_Source extract:_
# # #

Syracuse Stage to bring back live audiences for 2021-22 season with ‘Eureka Day’
Get the latest Syracuse news delivered right to your inbox.
Subscribe to our newsletter here.
“Amadeus,” a play based on the complex rivalry between Wolfgang Mozart and Antonio Salieri, will live in “infamy” at Syracuse Stage as the theater’s only production to open and close on the same night, said Kyle Bass, resident playwright of Syracuse Stage.
Syracuse Stage, the professional theater in-residence at Syracuse University, closed its 2019-20 season during “Amadeus” due to the pandemic. Though the play was recorded and published for online streaming, other productions were also canceled. The 2020-21 season featured six plays presented in an online format, and the 2021-22 season will follow with six in-person performances including “Matilda,” “Eureka Day” and “salt/city/blues.”
Despite the success of the company’s venture into streaming, the communal experience of theater that differentiates it from other mediums of art was still lost, said Robert Hupp, the artistic director of Syracuse Stage.
“I see a play five or six times. It’s the same script but there’s just enough difference based on how the actors are feeling with that audience,” Hupp said. “That live experience is something unique to the theater as an art form. That’s what makes it special.”
Syracuse Stage reopened on April 2, once vaccines were available to nearly all adults. Joseph Whelan, the director of marketing and communications, said the theater would not have made that decision if vaccines were not available. He also said that Syracuse Stage had to communicate and work with other organizations in the theater industry, such as the Actor’s Equity Association, to start live, in-person shows again.

# # #

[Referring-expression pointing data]
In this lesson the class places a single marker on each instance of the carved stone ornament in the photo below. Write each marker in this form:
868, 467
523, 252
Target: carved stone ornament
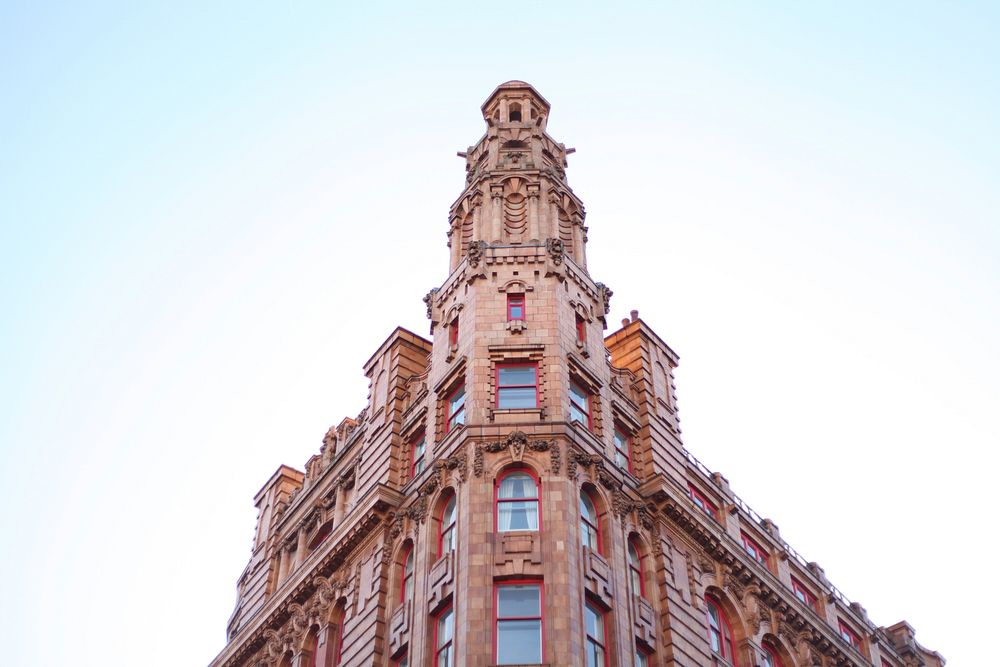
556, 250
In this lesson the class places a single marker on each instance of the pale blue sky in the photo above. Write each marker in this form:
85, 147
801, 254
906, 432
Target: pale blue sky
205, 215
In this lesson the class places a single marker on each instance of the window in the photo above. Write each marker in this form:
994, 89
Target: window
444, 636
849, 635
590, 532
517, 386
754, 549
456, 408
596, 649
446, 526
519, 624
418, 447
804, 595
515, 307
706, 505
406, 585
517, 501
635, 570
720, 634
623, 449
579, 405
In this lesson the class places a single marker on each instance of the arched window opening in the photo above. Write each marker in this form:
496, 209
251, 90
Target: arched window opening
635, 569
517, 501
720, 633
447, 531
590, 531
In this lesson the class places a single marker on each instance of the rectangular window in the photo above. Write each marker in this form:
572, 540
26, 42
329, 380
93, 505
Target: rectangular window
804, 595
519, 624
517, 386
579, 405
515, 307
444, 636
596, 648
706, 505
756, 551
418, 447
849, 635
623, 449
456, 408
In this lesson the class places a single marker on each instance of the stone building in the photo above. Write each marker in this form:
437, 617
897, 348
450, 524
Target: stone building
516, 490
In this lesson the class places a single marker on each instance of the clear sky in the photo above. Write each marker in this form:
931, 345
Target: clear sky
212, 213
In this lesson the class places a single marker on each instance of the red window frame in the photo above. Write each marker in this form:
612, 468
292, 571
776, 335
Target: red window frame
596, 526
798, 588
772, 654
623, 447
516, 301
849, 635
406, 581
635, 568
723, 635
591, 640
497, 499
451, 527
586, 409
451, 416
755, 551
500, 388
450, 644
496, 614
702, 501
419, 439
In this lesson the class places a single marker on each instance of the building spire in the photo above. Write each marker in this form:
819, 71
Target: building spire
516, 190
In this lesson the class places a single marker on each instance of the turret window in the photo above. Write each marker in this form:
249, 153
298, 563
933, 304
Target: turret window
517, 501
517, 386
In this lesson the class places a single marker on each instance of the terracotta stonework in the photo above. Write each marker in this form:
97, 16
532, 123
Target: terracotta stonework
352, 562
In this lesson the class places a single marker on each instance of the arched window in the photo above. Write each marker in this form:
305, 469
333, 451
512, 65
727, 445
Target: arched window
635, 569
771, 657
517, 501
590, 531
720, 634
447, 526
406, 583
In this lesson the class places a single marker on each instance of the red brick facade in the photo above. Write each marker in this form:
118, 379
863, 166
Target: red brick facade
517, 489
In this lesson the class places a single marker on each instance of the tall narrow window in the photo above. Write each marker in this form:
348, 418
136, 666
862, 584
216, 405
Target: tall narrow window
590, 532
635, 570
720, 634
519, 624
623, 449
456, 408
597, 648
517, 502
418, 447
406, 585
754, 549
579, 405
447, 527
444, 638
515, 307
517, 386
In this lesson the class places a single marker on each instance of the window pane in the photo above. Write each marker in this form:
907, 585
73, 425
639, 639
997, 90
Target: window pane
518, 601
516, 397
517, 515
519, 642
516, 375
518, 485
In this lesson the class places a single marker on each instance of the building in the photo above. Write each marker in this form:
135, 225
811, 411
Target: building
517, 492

# # #

_Required tasks:_
- 1) Answer these questions from the article on Syracuse Stage:
(a) Which production opened and closed on the same night at Syracuse Stage?
(b) How many plays did the 2020-21 season present in an online format?
(c) On what date did Syracuse Stage reopen?
- 2) Write the next part of the article on Syracuse Stage, starting after its final paragraph.
The records stand apart from the article on Syracuse Stage and are unrelated material.

_Response list:_
- 1)
(a) "Amadeus"
(b) Six
(c) April 2

- 2)
“Broadway is reopening, concerts are reopening, New York City Ballet is reopening,” Whelan said. “Arts organizations across the country are trying to reopen. So, we felt we had to. We had to try to reopen.”
Maya Goosmann | Digital Design Director
Almost 20 months to the day, Syracuse Stage will premiere its first full production of a play on Oct. 13. The theater plans to perform for a live audience with “Eureka Day,” a production centered around a mumps outbreak at a privileged elementary school.
The play was not chosen solely for its similarities to the pandemic, Hupp said, however, the parallels to COVID-19 allow the theater to fulfill its obligation and tell stories relevant to the community.
While the national conversation about getting vaccinated falls on “strict political lines,” Hupp said, the characters in the play have their own reasons for not getting vaccinated.
“The play approaches it in such a way that gives us relief in our current situation because there is humor in it,” Hupp said. “But it also looks at some of the underlying issues that I think as a society, we need to talk about.”
Ushering in the holiday season is “Matilda” — a family-friendly musical that follows a young girl with telekinesis powers — which opens on Nov. 19. The winter season will also feature shows that discuss topics related to politics and culture, like “Yoga Play” by Dipika Guha and “Somewhere Over the Border” by Brian Quijada. “The Play That Goes Wrong,” written by Henry Lewis, an escapist comedy set in the 1920s, will premiere in the spring.
The start of summer will mark the last play of the season, “salt/city/blues” by Bass. It’s set in a fictional city inspired by Syracuse and explores the struggles of the residents in the historic 15th Ward due to gentrification.
Bass worked on the play throughout the pandemic, and though administrative tasks were completed and production roles filled during quarantine, the script has not been finalized yet, he said. Because of the pandemic, he was in a special position of finishing a script after the director and actors had been cast.
“This is a different process for me because I’m taking an incomplete work into a workshop with actors and a director,” Bass said. “And it will be through that process that I hope that the play will speak to me even more profoundly about what it wants to be about.”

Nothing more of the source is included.